• Your goal
Rewrite the lines below, replacing "pretty-printed" with "indented" everywhere it occurs and leaving everything else unchanged. Omit the pictures from your version.

• Entries supplied
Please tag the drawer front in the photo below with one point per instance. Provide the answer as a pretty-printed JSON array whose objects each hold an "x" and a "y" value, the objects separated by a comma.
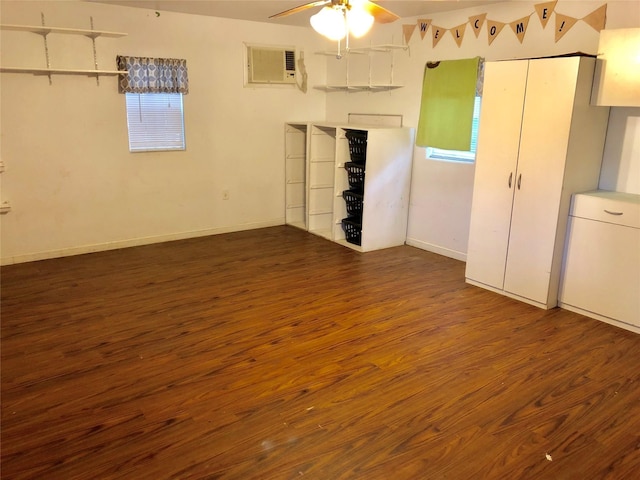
[{"x": 611, "y": 207}]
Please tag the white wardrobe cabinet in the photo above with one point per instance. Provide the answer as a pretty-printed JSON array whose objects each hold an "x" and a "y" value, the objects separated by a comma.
[
  {"x": 539, "y": 142},
  {"x": 317, "y": 204}
]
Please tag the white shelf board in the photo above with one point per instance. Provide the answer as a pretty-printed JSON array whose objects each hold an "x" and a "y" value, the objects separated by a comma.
[
  {"x": 42, "y": 30},
  {"x": 60, "y": 71},
  {"x": 379, "y": 86}
]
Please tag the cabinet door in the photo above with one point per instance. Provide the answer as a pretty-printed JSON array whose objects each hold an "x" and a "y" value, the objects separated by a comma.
[
  {"x": 546, "y": 126},
  {"x": 604, "y": 280},
  {"x": 496, "y": 160}
]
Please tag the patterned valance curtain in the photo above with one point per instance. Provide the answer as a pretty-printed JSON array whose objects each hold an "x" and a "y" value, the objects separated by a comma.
[{"x": 153, "y": 75}]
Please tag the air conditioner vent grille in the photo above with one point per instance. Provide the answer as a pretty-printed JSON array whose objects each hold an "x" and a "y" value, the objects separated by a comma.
[
  {"x": 271, "y": 65},
  {"x": 290, "y": 60}
]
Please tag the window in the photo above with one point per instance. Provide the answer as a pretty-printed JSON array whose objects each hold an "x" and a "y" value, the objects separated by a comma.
[
  {"x": 455, "y": 155},
  {"x": 155, "y": 121}
]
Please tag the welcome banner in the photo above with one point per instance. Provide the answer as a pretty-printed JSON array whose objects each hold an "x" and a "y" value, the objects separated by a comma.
[{"x": 563, "y": 23}]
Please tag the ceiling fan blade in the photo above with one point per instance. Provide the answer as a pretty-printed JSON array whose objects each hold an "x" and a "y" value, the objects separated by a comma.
[
  {"x": 382, "y": 15},
  {"x": 300, "y": 8}
]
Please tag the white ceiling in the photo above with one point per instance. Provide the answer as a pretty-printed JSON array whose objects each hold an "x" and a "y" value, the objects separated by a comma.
[{"x": 260, "y": 10}]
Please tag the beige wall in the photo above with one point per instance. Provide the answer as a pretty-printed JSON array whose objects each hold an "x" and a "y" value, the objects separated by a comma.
[
  {"x": 441, "y": 192},
  {"x": 72, "y": 183},
  {"x": 74, "y": 187}
]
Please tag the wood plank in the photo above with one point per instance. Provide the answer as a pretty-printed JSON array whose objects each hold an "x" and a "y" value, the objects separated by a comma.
[{"x": 277, "y": 354}]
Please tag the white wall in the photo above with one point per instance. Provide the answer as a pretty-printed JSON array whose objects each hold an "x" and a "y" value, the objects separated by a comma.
[
  {"x": 72, "y": 183},
  {"x": 441, "y": 192},
  {"x": 75, "y": 188}
]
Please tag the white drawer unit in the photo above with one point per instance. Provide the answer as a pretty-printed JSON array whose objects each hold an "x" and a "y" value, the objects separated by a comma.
[{"x": 601, "y": 277}]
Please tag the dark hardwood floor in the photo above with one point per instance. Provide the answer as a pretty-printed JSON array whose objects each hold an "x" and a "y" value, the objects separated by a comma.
[{"x": 274, "y": 354}]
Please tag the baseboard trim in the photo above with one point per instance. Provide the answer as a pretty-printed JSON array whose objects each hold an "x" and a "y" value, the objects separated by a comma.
[
  {"x": 134, "y": 242},
  {"x": 602, "y": 318},
  {"x": 436, "y": 249}
]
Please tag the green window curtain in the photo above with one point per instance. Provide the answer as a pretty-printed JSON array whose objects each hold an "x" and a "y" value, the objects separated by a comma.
[
  {"x": 446, "y": 111},
  {"x": 153, "y": 75}
]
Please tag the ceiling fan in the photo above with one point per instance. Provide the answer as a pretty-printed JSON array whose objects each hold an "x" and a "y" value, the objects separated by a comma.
[{"x": 340, "y": 18}]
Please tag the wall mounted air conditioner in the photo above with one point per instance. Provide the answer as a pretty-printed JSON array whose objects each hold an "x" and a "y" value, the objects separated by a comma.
[{"x": 271, "y": 65}]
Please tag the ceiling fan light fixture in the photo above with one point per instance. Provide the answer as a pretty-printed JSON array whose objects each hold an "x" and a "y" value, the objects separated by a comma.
[
  {"x": 330, "y": 22},
  {"x": 359, "y": 21}
]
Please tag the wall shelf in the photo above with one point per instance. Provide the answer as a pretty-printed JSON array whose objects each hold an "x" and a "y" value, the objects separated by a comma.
[
  {"x": 43, "y": 30},
  {"x": 61, "y": 71},
  {"x": 48, "y": 71},
  {"x": 330, "y": 88},
  {"x": 347, "y": 86}
]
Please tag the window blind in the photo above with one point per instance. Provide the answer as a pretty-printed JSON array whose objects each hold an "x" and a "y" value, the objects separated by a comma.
[{"x": 155, "y": 121}]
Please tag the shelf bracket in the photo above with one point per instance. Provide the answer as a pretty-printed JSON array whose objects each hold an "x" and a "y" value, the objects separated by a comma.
[
  {"x": 46, "y": 46},
  {"x": 95, "y": 55}
]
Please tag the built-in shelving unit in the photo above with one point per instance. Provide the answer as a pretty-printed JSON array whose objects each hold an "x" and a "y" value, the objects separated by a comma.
[
  {"x": 370, "y": 85},
  {"x": 48, "y": 70},
  {"x": 385, "y": 184},
  {"x": 296, "y": 174}
]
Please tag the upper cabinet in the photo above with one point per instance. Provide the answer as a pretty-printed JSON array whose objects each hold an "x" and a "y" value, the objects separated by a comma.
[
  {"x": 617, "y": 77},
  {"x": 539, "y": 142}
]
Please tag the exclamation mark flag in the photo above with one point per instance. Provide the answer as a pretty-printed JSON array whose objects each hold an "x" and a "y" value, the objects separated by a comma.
[
  {"x": 408, "y": 30},
  {"x": 563, "y": 25},
  {"x": 424, "y": 26}
]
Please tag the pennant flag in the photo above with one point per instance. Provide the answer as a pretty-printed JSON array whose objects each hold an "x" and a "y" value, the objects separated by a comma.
[
  {"x": 563, "y": 25},
  {"x": 424, "y": 26},
  {"x": 437, "y": 33},
  {"x": 408, "y": 30},
  {"x": 476, "y": 23},
  {"x": 597, "y": 18},
  {"x": 493, "y": 29},
  {"x": 458, "y": 33},
  {"x": 544, "y": 11},
  {"x": 519, "y": 27}
]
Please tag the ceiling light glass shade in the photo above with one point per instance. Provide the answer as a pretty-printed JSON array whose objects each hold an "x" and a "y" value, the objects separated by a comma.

• Response
Please tag the drawer front in the photo below with one point per instance. Provide the answer as a indented JSON array whose objects each hold an "x" and a "y" value, the objects separated by a comma.
[{"x": 611, "y": 207}]
Please tag the white wardrobe cabinet in the photo above with one point per instance. Provide the answer as a indented JSON array whose objects each hold an "x" and a "y" value, the objects separated by a comma.
[
  {"x": 539, "y": 142},
  {"x": 317, "y": 204}
]
Please tag the white shelf board in the photo above with one point per instance. Provide the answer as a indented JSON array whose objects each hold an "x" and a "y" value, the objects separated by a comma.
[
  {"x": 42, "y": 30},
  {"x": 60, "y": 71},
  {"x": 379, "y": 86}
]
Please tag the cabinet door in the photo above with one point per instance. Provide the answer as a indented JSON array whose objects each hold an "x" and a "y" value, the objects separated by a comma.
[
  {"x": 546, "y": 126},
  {"x": 604, "y": 280},
  {"x": 496, "y": 160}
]
Please tag the patterned valance curtain in the photo above with one point per instance. Provide the answer as a indented JSON array whose objects each hold an "x" and a "y" value, the objects separated by a comma.
[{"x": 153, "y": 75}]
Please tag the air conditioner vent grille in the photo above with one point per instance. Provide the answer as a indented JSON array whose objects each hold an "x" and a "y" value, the objects separated by a comma.
[
  {"x": 271, "y": 65},
  {"x": 290, "y": 60}
]
Please tag the window in the photo above with one point per instance. Provide the answer as a indented JSON array whose objects each hold an "x" and a "y" value, the objects separated by a comma.
[
  {"x": 455, "y": 155},
  {"x": 155, "y": 121}
]
Please tag the welcome banner in the photo above with one point per instance. Provide the answer as a indented JSON array whose objects each hold an "x" and a "y" value, the objects separated by a comma.
[{"x": 563, "y": 23}]
Please tag the ceiling fan blade in the photo above with one point per instance. Provide the answer as a indented JSON array whose objects each hold an "x" and a "y" value, the objects separated by a comma.
[
  {"x": 382, "y": 15},
  {"x": 300, "y": 8}
]
Please tag the white ceiling in the photo above with one point per instance. Provide the answer as a indented JSON array whose objects each hold an "x" and a "y" value, the objects separated by a comma.
[{"x": 260, "y": 10}]
Please tag the beige wall in the photo above with one point per instance. Provide the answer as a indented JSON array whose objects each hold an "x" and a "y" value, the objects separated by a comma.
[
  {"x": 441, "y": 192},
  {"x": 72, "y": 183},
  {"x": 74, "y": 187}
]
Please tag the wood plank in the photo above with one point per instance. Provide the answer as a indented JSON array whose objects each hold an "x" and a "y" value, the objects separated by a comma.
[{"x": 277, "y": 354}]
Please tag the white wall in the photo above with one point per instance. Provide the answer as a indented JSON array whose objects each hold an "x" and a "y" value, the objects separated by a comma.
[
  {"x": 72, "y": 183},
  {"x": 441, "y": 192},
  {"x": 75, "y": 188}
]
Please tag the white drawer unit in the photo above with one point per instance. Provide the answer as a indented JSON array whose objects each hold an "x" and a "y" value, the objects separated by a comma.
[{"x": 601, "y": 277}]
Please tag the dark hardwood floor in the photo above with one point per instance. Provide the answer as a indented JSON array whose objects each hold an "x" and a "y" value, the objects separated by a comma.
[{"x": 274, "y": 354}]
Please tag the baseboard trim in the photo above with one point per instance. Provide the answer as a indented JSON array whose objects each hold an "x" and a "y" value, the objects separated by a comma.
[
  {"x": 134, "y": 242},
  {"x": 602, "y": 318},
  {"x": 436, "y": 249}
]
Please tag the green window curtain in the photo above with one point per instance. Provide the answer as a indented JSON array whose objects each hold an "x" and a "y" value, the objects separated by a comma.
[
  {"x": 446, "y": 111},
  {"x": 153, "y": 75}
]
Please tag the ceiling fan in the photo above with one point per instance. Provide the answer as a indented JSON array whose objects each hold an "x" and a "y" value, the objects separated by a comma.
[{"x": 340, "y": 18}]
Please tag the wall mounted air conditioner in the photo above with one point per instance. Provide the answer as a indented JSON array whose objects each hold an "x" and a "y" value, the objects separated by a comma.
[{"x": 271, "y": 65}]
Please tag the ceiling fan light fixture in the photo above with one point per instance. Provide the answer as a indented JSON array whose objects each hold an "x" and a "y" value, the objects separated by a comma.
[
  {"x": 330, "y": 22},
  {"x": 359, "y": 21}
]
Please tag the wall shelf in the photo above with one point per instance. Provide the answer as a indented JSON array whose objects each hold an "x" and a "y" value, the objects separated by a comma.
[
  {"x": 43, "y": 30},
  {"x": 61, "y": 71},
  {"x": 48, "y": 71},
  {"x": 330, "y": 88},
  {"x": 347, "y": 86}
]
Please tag the window blind in the photo above with one point per instance. Provide the answer as a indented JSON array whose objects each hold an "x" and a "y" value, the objects separated by a comma.
[{"x": 155, "y": 121}]
Please tag the shelf bracket in the photo above with one point per instance. Provide the answer as a indented JSON array whose objects each hold an "x" and a "y" value, the objects separated by a comma.
[
  {"x": 46, "y": 46},
  {"x": 95, "y": 55}
]
Please tag the built-in shelving unit in the photo above with one point per instance. Provide the answer as a indented JSON array whose objects each hold an "x" and a "y" value, the objects separated by a comma.
[
  {"x": 370, "y": 85},
  {"x": 48, "y": 70},
  {"x": 385, "y": 184},
  {"x": 296, "y": 174}
]
Please tag the upper cabinet in the photo above with one point per instance. Provide the answer as a indented JSON array whose objects each hold an "x" and a "y" value, the objects separated by a comma.
[
  {"x": 617, "y": 77},
  {"x": 539, "y": 142}
]
Please tag the exclamation mark flag in the photo above with one point per instance. Provide the answer as a indented JSON array whose objects each hold an "x" and a "y" value, the objects separated by a comma.
[
  {"x": 408, "y": 30},
  {"x": 563, "y": 25},
  {"x": 424, "y": 26}
]
Please tag the pennant flag in the photo above with one point per instance. Provide the answer as a indented JSON array whose objects each hold an "x" and a "y" value, the objects separated by a comma.
[
  {"x": 563, "y": 25},
  {"x": 424, "y": 26},
  {"x": 437, "y": 33},
  {"x": 408, "y": 30},
  {"x": 476, "y": 23},
  {"x": 597, "y": 18},
  {"x": 493, "y": 29},
  {"x": 458, "y": 33},
  {"x": 544, "y": 11},
  {"x": 519, "y": 27}
]
Please tag the ceiling light glass shade in the photo above with one point per instance. Provide the answer as a indented JSON array whose objects each hold an "x" and a "y" value, the objects separated by a comma.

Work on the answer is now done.